DATA FOR THE TASK
# # # #
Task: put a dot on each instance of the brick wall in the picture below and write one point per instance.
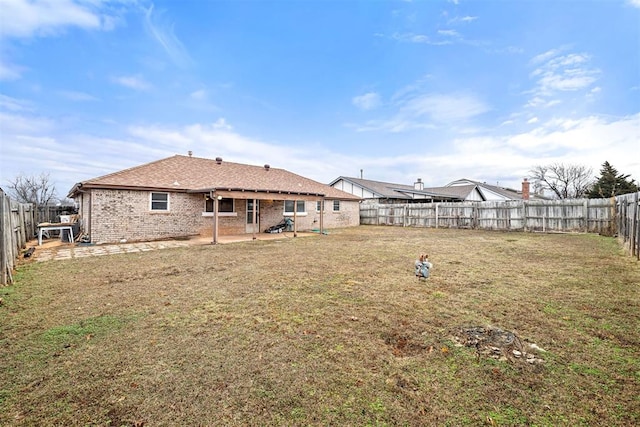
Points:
(117, 215)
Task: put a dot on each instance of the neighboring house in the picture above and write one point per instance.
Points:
(456, 191)
(184, 196)
(387, 192)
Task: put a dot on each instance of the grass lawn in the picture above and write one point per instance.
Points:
(326, 330)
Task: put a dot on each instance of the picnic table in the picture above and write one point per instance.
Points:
(50, 226)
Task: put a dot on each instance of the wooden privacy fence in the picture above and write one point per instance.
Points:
(17, 226)
(569, 215)
(628, 222)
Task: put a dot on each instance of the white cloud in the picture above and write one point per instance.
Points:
(22, 18)
(198, 95)
(449, 33)
(77, 96)
(136, 82)
(10, 71)
(14, 104)
(443, 108)
(163, 32)
(368, 101)
(558, 74)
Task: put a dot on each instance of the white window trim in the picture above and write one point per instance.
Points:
(151, 193)
(295, 205)
(210, 214)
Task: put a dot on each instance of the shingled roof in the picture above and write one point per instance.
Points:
(195, 174)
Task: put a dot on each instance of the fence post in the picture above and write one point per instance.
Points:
(4, 262)
(634, 230)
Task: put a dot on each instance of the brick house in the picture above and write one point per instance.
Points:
(182, 196)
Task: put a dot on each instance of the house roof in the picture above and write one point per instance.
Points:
(196, 174)
(507, 193)
(401, 191)
(380, 188)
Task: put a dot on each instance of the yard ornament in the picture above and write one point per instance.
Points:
(423, 266)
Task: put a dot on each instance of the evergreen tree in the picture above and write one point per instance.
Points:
(611, 183)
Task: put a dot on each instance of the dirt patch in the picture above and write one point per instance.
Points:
(498, 344)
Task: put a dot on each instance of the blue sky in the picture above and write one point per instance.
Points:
(437, 90)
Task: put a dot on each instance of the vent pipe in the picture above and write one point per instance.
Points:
(418, 185)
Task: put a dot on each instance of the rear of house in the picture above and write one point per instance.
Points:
(184, 196)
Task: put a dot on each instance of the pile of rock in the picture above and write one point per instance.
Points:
(498, 344)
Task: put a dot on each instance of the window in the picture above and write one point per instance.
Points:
(224, 205)
(288, 206)
(160, 201)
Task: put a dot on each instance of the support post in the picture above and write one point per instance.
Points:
(215, 218)
(321, 216)
(295, 218)
(255, 216)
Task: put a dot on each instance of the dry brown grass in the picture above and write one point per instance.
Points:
(325, 330)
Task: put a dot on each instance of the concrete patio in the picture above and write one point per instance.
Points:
(56, 250)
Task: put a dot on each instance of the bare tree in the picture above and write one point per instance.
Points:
(565, 181)
(38, 190)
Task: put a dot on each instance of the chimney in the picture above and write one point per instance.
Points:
(525, 189)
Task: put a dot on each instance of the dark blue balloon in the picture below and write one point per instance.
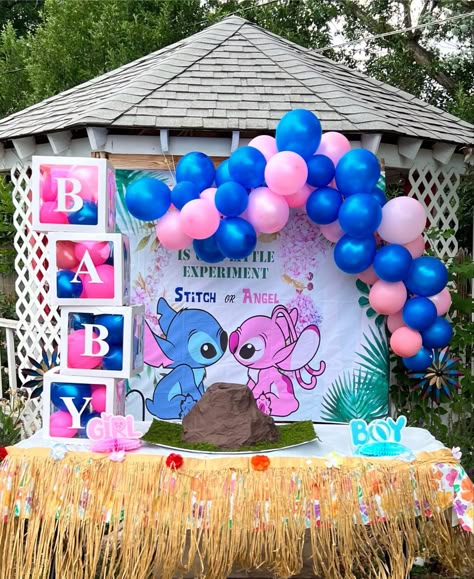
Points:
(323, 205)
(354, 255)
(419, 313)
(114, 325)
(113, 360)
(247, 166)
(360, 215)
(427, 276)
(420, 361)
(70, 390)
(231, 199)
(65, 287)
(207, 250)
(392, 262)
(222, 173)
(236, 237)
(87, 214)
(357, 172)
(183, 192)
(299, 131)
(148, 199)
(197, 168)
(438, 335)
(321, 171)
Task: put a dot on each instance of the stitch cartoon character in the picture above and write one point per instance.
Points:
(272, 350)
(192, 341)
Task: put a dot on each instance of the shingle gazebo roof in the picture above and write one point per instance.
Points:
(236, 76)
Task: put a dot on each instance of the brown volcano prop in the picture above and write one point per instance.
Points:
(227, 416)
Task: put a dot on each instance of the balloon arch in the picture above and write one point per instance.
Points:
(221, 212)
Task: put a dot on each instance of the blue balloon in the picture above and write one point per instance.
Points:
(231, 199)
(207, 250)
(114, 325)
(87, 214)
(392, 262)
(323, 205)
(197, 168)
(236, 237)
(427, 276)
(357, 172)
(438, 335)
(420, 361)
(113, 360)
(70, 390)
(247, 166)
(321, 171)
(65, 287)
(299, 131)
(354, 255)
(148, 199)
(419, 313)
(360, 215)
(183, 192)
(222, 173)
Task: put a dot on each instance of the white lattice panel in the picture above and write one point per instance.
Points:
(436, 189)
(37, 319)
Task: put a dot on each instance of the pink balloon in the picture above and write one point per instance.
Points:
(406, 342)
(266, 145)
(98, 250)
(332, 231)
(199, 219)
(48, 214)
(333, 145)
(395, 321)
(442, 301)
(103, 290)
(286, 173)
(299, 198)
(99, 398)
(169, 232)
(368, 276)
(386, 297)
(416, 247)
(403, 220)
(60, 423)
(267, 211)
(75, 351)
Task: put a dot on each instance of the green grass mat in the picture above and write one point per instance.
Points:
(169, 434)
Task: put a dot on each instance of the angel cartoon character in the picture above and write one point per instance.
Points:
(274, 353)
(192, 341)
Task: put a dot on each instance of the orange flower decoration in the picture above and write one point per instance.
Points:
(260, 462)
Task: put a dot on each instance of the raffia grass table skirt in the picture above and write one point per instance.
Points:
(89, 517)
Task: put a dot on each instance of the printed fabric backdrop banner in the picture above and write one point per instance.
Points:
(285, 321)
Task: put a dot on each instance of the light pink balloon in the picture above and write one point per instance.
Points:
(199, 219)
(333, 145)
(386, 297)
(368, 276)
(406, 342)
(332, 231)
(403, 220)
(286, 173)
(299, 198)
(48, 214)
(169, 232)
(98, 250)
(395, 321)
(266, 145)
(442, 301)
(416, 247)
(104, 290)
(267, 211)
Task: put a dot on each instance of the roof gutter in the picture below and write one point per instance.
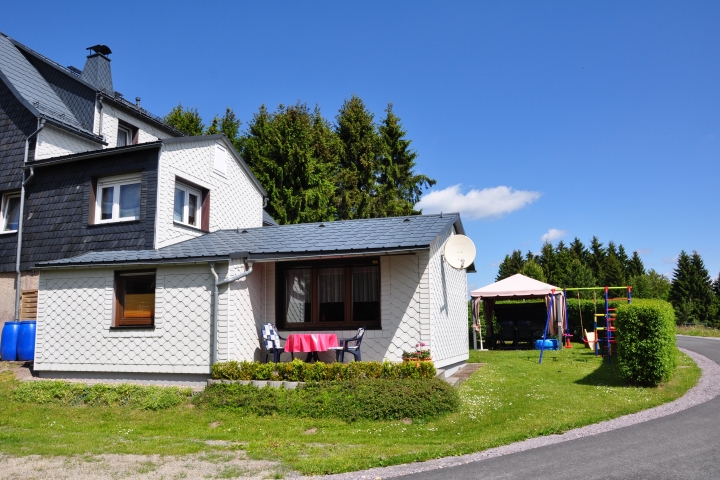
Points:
(213, 340)
(21, 214)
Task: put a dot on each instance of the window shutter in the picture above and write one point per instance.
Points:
(205, 213)
(28, 305)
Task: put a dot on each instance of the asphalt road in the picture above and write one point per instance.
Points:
(685, 445)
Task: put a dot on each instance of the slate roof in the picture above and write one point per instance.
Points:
(32, 87)
(53, 91)
(347, 237)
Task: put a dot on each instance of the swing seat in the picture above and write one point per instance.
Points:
(589, 339)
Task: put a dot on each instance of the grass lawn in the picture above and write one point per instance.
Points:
(698, 331)
(510, 398)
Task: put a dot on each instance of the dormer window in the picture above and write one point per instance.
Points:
(188, 205)
(127, 134)
(118, 199)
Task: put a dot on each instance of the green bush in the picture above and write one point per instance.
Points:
(136, 396)
(646, 341)
(299, 371)
(377, 399)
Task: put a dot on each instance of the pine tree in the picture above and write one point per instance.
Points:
(596, 257)
(229, 124)
(294, 153)
(579, 251)
(635, 266)
(533, 270)
(511, 265)
(356, 182)
(187, 120)
(399, 186)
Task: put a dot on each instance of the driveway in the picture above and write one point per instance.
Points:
(685, 445)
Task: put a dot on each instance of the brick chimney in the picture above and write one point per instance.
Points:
(97, 69)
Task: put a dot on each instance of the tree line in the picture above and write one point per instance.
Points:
(316, 170)
(692, 292)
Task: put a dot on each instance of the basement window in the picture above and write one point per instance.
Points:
(134, 299)
(10, 212)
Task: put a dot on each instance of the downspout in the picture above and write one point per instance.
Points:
(213, 339)
(99, 98)
(21, 214)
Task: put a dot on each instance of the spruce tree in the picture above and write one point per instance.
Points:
(294, 152)
(635, 266)
(356, 182)
(596, 257)
(399, 186)
(187, 120)
(511, 265)
(533, 270)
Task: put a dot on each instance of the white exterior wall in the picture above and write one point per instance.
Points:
(404, 309)
(75, 312)
(235, 201)
(448, 307)
(55, 142)
(111, 115)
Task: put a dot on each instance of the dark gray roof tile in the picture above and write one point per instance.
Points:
(348, 236)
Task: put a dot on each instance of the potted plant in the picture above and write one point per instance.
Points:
(420, 354)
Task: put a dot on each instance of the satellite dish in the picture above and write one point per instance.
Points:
(459, 251)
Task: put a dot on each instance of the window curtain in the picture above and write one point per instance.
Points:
(331, 283)
(366, 282)
(297, 286)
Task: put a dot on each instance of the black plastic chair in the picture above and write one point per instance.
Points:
(349, 345)
(507, 334)
(272, 343)
(525, 333)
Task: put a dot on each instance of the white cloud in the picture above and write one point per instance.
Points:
(553, 234)
(486, 203)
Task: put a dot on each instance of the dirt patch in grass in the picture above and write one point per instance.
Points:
(110, 466)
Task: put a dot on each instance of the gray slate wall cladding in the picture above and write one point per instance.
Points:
(79, 98)
(57, 208)
(16, 122)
# # # #
ACTIVITY
Find the line with "Task: put a dot on each instance of the downspout" in the entries above. Retype it and each line after it, exactly, through the line with "Task: put a dot on each instance of the spruce", and stop there.

PROBLEM SOLUTION
Task: put a dot on each instance of the downspout in the picture above and write one point per instance.
Points:
(213, 339)
(99, 98)
(21, 214)
Task: put a dot on each instance of the spruce tree in the picture above and write one point per instance.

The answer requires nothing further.